**Study text:**
Magnetic resonance imaging is useful in evaluating lesions in patients with dense breast parenchyma (11). Metastatic lesions to the breasts detected on MRI appear similar using other imaging modalities. Such lesions may be single or multiple and circumscribed and round in shape without signs of desmoplastic reaction (8, 11, 13, 14, 17). As melanoma contains a melanin component that contains stable free paramagnetic radicals that have a paramagnetic effect and result in a shortening of the T1 and T2 relaxation times (8), melanoma possesses a high signal on T1-weighted images and a low signal on T2-weighted images on MRI (8, 17, 18). Thus, when a tumor in the breast shows this typical signal intensity on MRI, radiologists must consider melanin-containing tumors, and they should investigate the patient’s clinical history and perform a biopsy for tissue confirmation. On diffusion-weighted imaging, melanoma generally shows diffusion restriction and will enhance after intravenous (IV) gadolinium-based contrast agent administration (3). This typical signal intensity of melanoma can be lost when it is associated with the subacute to chronic stage of hematoma. When the tumor is associated with hemorrhage and transition from subacute to chronic stage, it can be seen as a hyperintense mass on both T1- and T2-weighted images. In the present case, the masses were seen as hyperintense on both T1- and T2-weighted images. Diffusion restriction was evident on diffusion-weighted imaging, and enhancement was observed on contrast-enhanced T1-weighted imaging. The mass did not follow the typical signal intensity of melanoma on the T2-weighted images in that it exhibited a high T2 signal intensity rather than typical low T2 signal of melanoma. The hematoma associated with the mass could be one of the reasons of the atypical signal, because the patient in this case underwent sonography-guided biopsy of the mass to obtain tissue confirmation approximately one week before taking MRI. However, this hypothesis cannot be applied to the other small mass that did not experience biopsy. Since melanoma is known to be frequently associated with internal hemorrhage, spontaneous internal hemorrhage might be one possible reason of atypical signal intensity.

**Exercise data:**
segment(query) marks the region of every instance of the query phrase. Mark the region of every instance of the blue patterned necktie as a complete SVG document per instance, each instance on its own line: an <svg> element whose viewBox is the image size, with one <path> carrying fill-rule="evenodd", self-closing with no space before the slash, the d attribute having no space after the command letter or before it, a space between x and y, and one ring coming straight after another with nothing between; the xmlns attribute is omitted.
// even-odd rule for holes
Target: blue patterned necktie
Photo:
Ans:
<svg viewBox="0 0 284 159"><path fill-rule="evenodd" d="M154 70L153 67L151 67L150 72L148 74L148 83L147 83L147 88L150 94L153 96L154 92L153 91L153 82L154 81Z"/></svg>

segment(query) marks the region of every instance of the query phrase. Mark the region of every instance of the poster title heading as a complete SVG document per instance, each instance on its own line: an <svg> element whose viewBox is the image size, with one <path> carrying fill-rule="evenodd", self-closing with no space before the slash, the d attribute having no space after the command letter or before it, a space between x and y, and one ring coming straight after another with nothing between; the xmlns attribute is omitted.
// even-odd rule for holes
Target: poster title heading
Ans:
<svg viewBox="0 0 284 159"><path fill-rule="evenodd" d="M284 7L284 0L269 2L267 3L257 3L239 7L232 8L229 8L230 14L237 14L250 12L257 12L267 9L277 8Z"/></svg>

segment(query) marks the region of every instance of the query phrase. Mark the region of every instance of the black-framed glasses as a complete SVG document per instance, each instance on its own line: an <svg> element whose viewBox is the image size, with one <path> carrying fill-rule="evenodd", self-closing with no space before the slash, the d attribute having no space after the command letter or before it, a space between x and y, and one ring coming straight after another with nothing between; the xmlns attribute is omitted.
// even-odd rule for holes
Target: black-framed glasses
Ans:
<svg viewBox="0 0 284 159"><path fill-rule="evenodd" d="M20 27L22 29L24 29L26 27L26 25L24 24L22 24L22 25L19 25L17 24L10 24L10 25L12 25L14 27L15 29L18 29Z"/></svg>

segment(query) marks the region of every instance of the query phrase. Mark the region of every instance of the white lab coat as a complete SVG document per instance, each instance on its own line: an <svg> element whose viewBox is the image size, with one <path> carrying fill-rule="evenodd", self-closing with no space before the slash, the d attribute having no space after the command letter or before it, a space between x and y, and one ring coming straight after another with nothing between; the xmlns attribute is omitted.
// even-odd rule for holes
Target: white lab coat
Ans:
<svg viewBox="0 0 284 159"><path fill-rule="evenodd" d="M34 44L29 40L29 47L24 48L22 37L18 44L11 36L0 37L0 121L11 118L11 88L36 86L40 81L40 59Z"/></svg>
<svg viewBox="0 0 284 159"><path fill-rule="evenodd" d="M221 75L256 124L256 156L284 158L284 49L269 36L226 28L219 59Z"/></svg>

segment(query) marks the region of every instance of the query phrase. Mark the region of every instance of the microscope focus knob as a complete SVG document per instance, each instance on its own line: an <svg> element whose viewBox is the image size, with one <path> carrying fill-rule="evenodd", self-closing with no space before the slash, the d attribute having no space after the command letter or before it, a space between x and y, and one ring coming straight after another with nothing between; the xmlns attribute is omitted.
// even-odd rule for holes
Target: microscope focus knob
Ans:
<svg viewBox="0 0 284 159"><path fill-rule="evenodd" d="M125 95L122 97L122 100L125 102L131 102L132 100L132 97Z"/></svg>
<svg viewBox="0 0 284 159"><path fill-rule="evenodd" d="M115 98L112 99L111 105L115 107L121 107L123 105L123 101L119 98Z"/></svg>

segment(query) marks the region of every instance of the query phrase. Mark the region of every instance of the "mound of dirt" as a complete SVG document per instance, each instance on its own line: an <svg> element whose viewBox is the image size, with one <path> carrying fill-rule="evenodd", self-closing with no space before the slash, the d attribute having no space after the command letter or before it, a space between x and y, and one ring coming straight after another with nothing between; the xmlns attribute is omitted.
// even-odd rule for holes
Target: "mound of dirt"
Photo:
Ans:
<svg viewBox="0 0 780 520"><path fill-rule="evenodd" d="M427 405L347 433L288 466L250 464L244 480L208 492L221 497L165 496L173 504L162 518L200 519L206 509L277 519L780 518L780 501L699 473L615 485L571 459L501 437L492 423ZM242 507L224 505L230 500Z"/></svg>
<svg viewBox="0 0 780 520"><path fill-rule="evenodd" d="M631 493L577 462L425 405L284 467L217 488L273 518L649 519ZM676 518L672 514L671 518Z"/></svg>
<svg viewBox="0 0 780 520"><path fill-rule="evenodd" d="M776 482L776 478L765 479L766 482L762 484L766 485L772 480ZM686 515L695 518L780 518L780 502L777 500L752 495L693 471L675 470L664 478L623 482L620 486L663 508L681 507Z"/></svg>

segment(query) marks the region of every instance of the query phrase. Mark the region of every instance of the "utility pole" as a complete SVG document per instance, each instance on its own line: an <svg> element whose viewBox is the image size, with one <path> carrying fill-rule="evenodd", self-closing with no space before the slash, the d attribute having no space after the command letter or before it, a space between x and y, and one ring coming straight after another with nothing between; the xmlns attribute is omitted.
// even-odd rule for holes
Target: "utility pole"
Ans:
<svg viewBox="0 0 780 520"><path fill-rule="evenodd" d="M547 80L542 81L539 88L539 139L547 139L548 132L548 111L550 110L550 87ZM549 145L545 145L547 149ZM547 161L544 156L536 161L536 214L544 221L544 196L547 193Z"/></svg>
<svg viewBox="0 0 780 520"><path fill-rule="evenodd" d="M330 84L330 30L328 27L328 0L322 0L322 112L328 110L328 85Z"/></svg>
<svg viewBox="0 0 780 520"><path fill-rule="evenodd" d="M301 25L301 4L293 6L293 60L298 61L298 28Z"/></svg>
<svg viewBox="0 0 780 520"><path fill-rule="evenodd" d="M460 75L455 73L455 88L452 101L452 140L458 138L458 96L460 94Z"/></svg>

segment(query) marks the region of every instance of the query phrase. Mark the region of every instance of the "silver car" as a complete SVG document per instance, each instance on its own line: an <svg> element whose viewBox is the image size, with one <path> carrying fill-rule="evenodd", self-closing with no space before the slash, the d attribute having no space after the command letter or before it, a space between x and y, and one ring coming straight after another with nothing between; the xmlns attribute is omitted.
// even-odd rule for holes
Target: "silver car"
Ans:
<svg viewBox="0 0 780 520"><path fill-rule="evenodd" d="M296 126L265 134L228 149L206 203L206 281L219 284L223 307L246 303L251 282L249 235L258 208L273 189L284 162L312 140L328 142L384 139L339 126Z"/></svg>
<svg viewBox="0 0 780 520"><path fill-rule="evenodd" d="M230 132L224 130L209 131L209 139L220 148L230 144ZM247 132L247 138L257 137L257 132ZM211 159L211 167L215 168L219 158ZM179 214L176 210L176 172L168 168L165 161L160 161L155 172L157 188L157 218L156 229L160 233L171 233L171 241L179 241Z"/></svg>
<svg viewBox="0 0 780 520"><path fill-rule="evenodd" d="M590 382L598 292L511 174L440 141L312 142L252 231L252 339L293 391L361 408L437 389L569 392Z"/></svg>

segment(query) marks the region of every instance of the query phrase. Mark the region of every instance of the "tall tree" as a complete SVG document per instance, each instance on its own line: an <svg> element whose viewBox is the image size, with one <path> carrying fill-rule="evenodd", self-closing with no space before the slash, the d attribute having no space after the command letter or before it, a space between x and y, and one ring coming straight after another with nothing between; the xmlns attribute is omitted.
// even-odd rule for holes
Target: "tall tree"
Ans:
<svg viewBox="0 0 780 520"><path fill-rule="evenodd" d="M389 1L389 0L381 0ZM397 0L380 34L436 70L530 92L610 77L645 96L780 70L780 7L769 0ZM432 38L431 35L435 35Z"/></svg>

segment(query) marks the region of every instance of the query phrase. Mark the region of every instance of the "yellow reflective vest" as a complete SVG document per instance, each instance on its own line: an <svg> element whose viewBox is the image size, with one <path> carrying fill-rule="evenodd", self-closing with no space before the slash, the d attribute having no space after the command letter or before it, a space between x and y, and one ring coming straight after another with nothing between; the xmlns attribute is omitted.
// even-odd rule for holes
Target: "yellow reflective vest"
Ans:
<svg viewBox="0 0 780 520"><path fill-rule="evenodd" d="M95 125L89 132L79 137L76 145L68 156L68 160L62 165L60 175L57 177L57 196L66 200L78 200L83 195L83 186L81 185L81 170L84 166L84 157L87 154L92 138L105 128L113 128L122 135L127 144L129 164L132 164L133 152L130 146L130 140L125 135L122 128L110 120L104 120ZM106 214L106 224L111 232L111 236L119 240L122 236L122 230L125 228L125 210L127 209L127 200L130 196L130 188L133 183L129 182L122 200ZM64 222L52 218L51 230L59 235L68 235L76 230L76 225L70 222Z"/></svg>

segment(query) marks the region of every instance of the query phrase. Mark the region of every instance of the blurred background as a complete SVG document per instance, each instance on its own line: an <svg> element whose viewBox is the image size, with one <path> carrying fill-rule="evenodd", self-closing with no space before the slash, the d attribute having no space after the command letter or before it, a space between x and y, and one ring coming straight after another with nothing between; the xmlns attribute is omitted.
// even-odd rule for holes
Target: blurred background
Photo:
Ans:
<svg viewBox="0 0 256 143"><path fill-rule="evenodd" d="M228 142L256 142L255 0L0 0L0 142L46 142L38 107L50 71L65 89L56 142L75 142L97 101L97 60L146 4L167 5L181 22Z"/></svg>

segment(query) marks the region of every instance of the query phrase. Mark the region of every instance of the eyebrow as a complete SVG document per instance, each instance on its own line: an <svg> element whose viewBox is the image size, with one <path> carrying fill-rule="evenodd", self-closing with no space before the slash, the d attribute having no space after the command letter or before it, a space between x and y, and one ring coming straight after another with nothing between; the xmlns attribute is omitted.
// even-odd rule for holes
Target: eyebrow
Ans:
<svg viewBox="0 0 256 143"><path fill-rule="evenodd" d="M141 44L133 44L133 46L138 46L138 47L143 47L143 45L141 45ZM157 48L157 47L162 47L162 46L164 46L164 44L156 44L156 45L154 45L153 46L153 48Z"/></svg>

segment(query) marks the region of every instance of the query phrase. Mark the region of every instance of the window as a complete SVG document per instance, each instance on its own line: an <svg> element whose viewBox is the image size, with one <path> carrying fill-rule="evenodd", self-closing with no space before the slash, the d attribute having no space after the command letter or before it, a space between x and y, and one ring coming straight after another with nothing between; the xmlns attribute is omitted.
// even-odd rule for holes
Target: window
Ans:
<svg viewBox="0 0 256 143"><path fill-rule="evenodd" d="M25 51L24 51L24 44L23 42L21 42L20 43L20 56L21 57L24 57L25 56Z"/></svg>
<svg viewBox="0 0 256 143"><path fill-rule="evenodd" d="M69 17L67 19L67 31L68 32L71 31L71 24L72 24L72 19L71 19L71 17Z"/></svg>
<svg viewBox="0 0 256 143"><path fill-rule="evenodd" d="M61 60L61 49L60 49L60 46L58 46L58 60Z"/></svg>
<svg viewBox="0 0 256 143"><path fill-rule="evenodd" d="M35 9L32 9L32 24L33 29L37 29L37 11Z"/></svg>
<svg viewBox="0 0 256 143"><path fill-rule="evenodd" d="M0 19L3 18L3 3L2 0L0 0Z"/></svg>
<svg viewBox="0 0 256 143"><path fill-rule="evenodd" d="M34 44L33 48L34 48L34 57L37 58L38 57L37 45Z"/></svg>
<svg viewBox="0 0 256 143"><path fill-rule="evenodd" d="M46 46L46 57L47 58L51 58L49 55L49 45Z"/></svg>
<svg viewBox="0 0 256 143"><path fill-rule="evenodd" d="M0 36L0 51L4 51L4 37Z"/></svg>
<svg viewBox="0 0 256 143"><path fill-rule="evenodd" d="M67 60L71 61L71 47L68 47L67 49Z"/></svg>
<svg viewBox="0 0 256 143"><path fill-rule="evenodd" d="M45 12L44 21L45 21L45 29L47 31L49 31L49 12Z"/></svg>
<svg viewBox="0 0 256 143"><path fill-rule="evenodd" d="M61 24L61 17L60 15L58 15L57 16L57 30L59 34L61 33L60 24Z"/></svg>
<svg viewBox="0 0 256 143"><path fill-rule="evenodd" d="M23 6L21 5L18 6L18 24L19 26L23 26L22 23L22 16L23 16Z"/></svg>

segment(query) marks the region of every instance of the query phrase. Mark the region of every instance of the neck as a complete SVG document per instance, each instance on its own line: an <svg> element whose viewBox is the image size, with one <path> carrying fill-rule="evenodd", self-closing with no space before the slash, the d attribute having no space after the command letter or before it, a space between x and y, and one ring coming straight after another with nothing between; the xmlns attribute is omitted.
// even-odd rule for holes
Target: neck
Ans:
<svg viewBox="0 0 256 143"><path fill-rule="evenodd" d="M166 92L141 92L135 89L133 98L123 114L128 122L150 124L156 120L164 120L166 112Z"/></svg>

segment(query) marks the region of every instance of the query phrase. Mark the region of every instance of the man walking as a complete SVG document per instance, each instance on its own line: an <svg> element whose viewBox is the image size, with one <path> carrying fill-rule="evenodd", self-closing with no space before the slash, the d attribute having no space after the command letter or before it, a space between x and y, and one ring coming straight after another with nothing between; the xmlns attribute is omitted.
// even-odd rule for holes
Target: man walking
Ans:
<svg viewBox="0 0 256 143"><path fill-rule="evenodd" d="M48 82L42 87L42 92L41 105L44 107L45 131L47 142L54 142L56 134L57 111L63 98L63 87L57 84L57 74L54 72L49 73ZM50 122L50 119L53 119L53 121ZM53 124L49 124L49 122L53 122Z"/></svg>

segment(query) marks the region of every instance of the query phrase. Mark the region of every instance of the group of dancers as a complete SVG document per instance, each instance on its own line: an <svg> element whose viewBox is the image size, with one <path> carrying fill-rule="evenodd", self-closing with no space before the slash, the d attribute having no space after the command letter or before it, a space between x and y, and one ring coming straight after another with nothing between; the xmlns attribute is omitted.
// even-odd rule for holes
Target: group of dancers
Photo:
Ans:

**Exercise requirements:**
1. In the passage on melanoma and breast MRI, how long before the MRI was the patient's sonography-guided biopsy done?
2. Write what comes next in the passage on melanoma and breast MRI, picking up right after its final sentence.

**Response list:**
1. About one week before the MRI.

2.
According to the national comprehensive cancer network guidelines for melanoma imaging workup, contrast-enhanced CT or PET-CT is recommended for stage IV melanoma. CT scan can be used to determine the presence of enlarged lymph nodes, swelling of the breast tissue, and involvement of the chest wall with loss of the tissue plane (10). In this case, we could see involvement of the pectoralis muscle by detecting loss of the fat plane in between the mass and the muscle on a CT scan. On PET-CT, a lesion with a maximum SUV of more than 1.5 is considered to have an increased FDG uptake. Previous studies have reported that melanomas are FDG avid on PET-CT (3, 19, 20). We could also identify masses with increased FDG uptake, and the maximum SUV was 7.2.

There are only a few radiologic reports of metastatic melanoma in the breast tissue and none of them described MRI findings in detail. Melanoma exhibits the typical signal intensity on MRI, and considering that melanoma is one of the most common primary tumors that metastasize to the breast tissue, it is important to know the characteristic imaging findings of metastatic melanoma. Even though metastasis to the breast is very rare, one should consider metastatic melanoma when a patient with a known history presents with a palpable mass in the breast that shows characteristic imaging findings. A careful assessment and tissue confirmation for the diagnosis should be recommended for development of the treatment plan.